* WHAT IS ASKED
Rewrite the entries from the line containing "Task: mark each instance of the reflection" through the end of the entries, requests included, and offset every x and y coordinate in the answer points by 88. Leave the requests and their format samples unchanged.

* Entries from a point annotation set
>>>

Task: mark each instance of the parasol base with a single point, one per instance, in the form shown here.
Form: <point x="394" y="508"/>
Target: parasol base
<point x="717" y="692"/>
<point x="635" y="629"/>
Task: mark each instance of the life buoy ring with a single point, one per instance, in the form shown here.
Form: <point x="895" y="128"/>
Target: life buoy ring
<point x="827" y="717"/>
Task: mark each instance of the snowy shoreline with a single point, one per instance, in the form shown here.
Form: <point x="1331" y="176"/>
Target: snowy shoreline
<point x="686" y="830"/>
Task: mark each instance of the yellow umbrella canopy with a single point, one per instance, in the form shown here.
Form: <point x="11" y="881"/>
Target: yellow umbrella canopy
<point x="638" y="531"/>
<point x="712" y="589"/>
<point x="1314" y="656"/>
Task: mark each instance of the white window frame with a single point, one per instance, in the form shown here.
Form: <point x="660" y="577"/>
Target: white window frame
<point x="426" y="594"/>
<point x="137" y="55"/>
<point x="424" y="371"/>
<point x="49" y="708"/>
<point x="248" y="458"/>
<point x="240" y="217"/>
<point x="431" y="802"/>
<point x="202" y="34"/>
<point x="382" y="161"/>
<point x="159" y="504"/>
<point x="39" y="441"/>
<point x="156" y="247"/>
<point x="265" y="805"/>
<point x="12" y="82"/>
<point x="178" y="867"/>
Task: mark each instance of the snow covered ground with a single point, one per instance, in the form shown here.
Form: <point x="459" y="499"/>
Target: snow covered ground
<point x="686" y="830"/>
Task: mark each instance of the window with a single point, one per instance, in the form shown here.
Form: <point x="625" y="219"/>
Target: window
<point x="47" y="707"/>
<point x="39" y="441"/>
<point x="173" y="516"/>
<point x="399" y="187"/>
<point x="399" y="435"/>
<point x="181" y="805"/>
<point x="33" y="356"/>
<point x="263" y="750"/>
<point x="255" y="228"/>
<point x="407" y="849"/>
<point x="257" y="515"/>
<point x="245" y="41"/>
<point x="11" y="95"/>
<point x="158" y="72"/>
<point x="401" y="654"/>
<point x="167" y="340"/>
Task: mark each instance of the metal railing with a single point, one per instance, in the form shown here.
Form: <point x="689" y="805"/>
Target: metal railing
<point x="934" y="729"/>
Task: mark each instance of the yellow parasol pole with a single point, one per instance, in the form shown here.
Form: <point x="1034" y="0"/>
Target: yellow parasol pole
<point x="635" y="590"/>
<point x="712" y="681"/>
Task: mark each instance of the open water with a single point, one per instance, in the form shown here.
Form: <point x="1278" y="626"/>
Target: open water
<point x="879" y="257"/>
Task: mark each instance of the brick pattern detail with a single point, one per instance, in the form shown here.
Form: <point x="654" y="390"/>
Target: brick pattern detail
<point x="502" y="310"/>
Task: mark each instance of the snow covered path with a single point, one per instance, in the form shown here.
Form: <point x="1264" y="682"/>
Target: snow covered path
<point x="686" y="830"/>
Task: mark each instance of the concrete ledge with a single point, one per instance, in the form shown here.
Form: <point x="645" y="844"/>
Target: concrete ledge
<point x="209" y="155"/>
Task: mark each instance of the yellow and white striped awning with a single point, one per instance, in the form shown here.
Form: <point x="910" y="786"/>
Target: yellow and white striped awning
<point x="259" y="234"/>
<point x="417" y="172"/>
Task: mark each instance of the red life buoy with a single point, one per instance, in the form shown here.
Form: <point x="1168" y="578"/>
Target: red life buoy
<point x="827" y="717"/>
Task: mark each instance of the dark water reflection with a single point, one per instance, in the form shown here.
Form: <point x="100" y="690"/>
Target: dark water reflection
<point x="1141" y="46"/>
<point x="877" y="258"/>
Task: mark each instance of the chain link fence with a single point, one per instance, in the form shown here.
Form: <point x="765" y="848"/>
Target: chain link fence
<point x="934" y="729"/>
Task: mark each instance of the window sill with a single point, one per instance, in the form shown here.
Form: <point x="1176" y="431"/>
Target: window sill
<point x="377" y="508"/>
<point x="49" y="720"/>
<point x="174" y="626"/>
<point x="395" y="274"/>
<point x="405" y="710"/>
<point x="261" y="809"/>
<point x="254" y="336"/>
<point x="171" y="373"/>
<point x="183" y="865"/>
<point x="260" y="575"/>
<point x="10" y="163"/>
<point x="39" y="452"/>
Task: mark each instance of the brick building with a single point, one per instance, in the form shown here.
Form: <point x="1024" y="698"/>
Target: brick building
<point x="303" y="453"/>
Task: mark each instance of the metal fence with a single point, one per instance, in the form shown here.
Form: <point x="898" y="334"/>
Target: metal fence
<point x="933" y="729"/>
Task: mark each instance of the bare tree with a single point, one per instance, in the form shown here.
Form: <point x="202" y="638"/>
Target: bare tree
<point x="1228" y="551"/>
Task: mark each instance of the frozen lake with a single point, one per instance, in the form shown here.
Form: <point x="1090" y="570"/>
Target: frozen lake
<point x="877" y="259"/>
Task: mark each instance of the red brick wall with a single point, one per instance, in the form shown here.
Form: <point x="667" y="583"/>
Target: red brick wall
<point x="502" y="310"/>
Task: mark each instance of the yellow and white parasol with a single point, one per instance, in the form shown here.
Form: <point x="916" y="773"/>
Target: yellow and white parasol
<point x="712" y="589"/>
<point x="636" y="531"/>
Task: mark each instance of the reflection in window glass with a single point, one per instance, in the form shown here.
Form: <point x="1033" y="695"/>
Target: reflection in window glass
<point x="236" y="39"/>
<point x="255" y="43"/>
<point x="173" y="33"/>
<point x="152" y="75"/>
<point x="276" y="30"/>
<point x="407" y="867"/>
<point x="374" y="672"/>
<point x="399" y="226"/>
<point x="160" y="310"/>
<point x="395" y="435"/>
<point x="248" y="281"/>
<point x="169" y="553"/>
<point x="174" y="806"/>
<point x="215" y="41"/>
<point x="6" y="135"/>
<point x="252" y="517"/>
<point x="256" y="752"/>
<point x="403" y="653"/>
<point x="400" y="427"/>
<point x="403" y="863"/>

<<<

* SOLVED PROBLEM
Task: mark each instance of the reflection in window glass with a single point, one per instance, in the form shown here.
Form: <point x="1033" y="695"/>
Target: reflection in window glass
<point x="324" y="127"/>
<point x="343" y="131"/>
<point x="261" y="121"/>
<point x="240" y="163"/>
<point x="364" y="118"/>
<point x="495" y="955"/>
<point x="462" y="760"/>
<point x="487" y="314"/>
<point x="248" y="398"/>
<point x="483" y="523"/>
<point x="336" y="369"/>
<point x="257" y="641"/>
<point x="262" y="894"/>
<point x="303" y="129"/>
<point x="94" y="223"/>
<point x="340" y="605"/>
<point x="344" y="840"/>
<point x="491" y="741"/>
<point x="488" y="515"/>
<point x="491" y="951"/>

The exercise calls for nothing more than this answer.